___ SUPPLIED TEXT ___
Chin up buttercup

My heart aches..
A girl I've never met has passed away. I've seen her at a dance concert before but I never met her. I was trying to see what was the reason she passed, so I went on to her instagram and saw her blog link. Just curious to know about her, I clicked on it and read her blog. I read the blog she wrote last night..My heart broke into two. I just wanted to bawl my eyes out..because I've been through that heart ache before. When a guy just shatters your heart to pieces and leaves you lying there hopelessly to try to figure out how you're going to put it back together. When you think you'll never be able to walk a day with out him. Wondering if you even cross his mind. I just want to cry. Is that weird? I've never met her..and..I seriously want to cry.
My prayers go out to that beautiful girls family and friends.
Ya, my little heart has been broken by my first true love. I cried almost every night. His words& his actions broke me down,. I never loved soooo much. He was the best thing that had ever happened. Nd now I know why the church says what they say. They are watching out for you. Warning you before you actually get hurt. Ah this girl keeps running through my head and I'm crying now. How someone can be here for a second and gone the next. Never take any moment spent with someone for granted. I love and respect this girl named Sydney. I wish I could have known her!!
___
(WHAT YOU WILL DO)
**A)** In the blog post about the girl who passed away, list the steps the writer took to learn about her, in order.
**B)** Write a few more sentences of the blog post about Sydney's passing, picking up right after its last line.
___ SUPPLIED ENTRIES ___
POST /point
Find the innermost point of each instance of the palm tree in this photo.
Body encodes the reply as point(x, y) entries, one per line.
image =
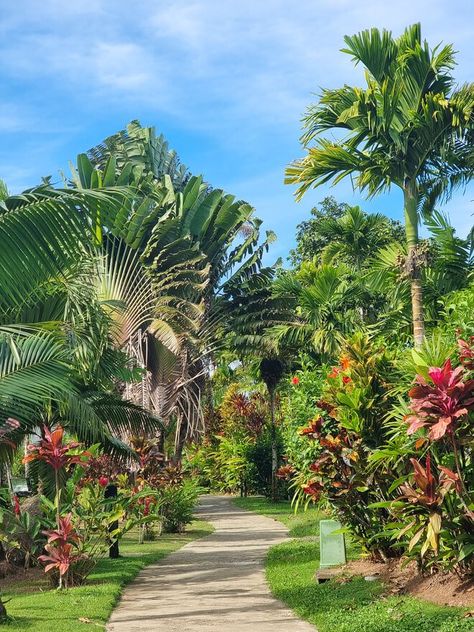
point(196, 245)
point(354, 237)
point(449, 267)
point(408, 128)
point(323, 304)
point(57, 361)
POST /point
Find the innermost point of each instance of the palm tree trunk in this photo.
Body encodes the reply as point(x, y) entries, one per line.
point(411, 229)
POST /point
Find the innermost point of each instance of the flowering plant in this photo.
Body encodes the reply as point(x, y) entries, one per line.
point(441, 401)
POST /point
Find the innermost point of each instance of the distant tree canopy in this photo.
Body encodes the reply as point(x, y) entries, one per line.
point(315, 234)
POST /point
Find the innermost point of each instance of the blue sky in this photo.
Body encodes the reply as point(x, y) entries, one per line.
point(226, 81)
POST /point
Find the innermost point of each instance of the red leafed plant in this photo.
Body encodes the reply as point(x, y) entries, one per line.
point(8, 426)
point(64, 531)
point(58, 455)
point(53, 451)
point(61, 554)
point(441, 402)
point(429, 491)
point(427, 495)
point(60, 557)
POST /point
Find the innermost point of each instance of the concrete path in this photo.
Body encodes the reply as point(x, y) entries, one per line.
point(216, 584)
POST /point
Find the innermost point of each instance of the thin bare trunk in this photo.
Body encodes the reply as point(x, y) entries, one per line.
point(274, 446)
point(413, 269)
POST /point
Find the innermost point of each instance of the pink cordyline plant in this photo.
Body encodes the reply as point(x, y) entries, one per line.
point(58, 455)
point(441, 404)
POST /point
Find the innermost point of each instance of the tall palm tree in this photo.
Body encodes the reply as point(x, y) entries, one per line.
point(354, 237)
point(408, 128)
point(323, 303)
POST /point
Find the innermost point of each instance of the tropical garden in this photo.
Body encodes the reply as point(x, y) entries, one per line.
point(149, 354)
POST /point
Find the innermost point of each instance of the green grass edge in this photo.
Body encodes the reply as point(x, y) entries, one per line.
point(35, 607)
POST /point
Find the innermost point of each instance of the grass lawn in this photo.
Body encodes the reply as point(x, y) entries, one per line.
point(34, 607)
point(355, 606)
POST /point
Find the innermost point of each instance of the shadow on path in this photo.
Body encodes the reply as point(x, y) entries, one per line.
point(214, 584)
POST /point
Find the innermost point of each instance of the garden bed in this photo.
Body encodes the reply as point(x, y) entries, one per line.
point(35, 606)
point(344, 604)
point(445, 589)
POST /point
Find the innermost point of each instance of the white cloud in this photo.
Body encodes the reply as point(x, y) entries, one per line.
point(238, 75)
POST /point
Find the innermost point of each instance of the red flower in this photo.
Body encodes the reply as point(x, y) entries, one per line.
point(440, 406)
point(16, 506)
point(53, 451)
point(285, 471)
point(429, 491)
point(313, 489)
point(345, 363)
point(317, 465)
point(313, 429)
point(60, 557)
point(466, 352)
point(8, 426)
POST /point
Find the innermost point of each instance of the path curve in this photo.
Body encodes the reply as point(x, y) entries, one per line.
point(215, 584)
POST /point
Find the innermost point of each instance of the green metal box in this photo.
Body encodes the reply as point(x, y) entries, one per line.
point(333, 546)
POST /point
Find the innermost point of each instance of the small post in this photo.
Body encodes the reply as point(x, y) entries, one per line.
point(111, 492)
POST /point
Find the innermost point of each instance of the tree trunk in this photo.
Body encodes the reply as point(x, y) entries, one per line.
point(274, 446)
point(410, 195)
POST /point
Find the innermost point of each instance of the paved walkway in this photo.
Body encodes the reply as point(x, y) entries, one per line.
point(216, 584)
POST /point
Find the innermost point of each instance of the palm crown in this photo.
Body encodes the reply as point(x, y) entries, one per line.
point(408, 127)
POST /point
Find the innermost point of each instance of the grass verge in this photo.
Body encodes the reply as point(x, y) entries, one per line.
___
(TASK RESPONSES)
**A)**
- Went on to her Instagram.
- Saw her blog link.
- Clicked on it.
- Read her blog, including the post she wrote the night before.

**B)**
A few things from her blog that just got me. Some things I that I've been through and she worded it perfectly "And when he came along, he made me feel special. And beautiful, and loved. I have never felt this from anyone. he was the one. We got through any trial thrown at us, our stupid arguments would always end up in hugging and telling each other we loved each other. There was nothing like us." ...." I was so in love, and trusted that one I loved so much, that they took complete advantage. I almost feel so stupid and ashamed of how dumb I could be. So many people knew, while there I was in the middle of it all, completely clueless. The feeling of hurt has gotten so much worse, I physically hurt. I feel sick to my stomach."

I know this is such a sad entry but... Its sad and I needed to get my emotions out on this. Girls don't EVER let a guy tear you down so badly. You CAN do anything! You may feel alone but you will NEVER be alone. God is always with you and will lead you in every step of your life. You are his child and wants the best for you. So chins up. Be strong and of good courage.
You were never meant to look down. You can do ANYTHING! Let god be your main focus on life. You're loved more than you will ever know!!

I love you all.
Maholo
Until we meet again
Sincerely me Desi.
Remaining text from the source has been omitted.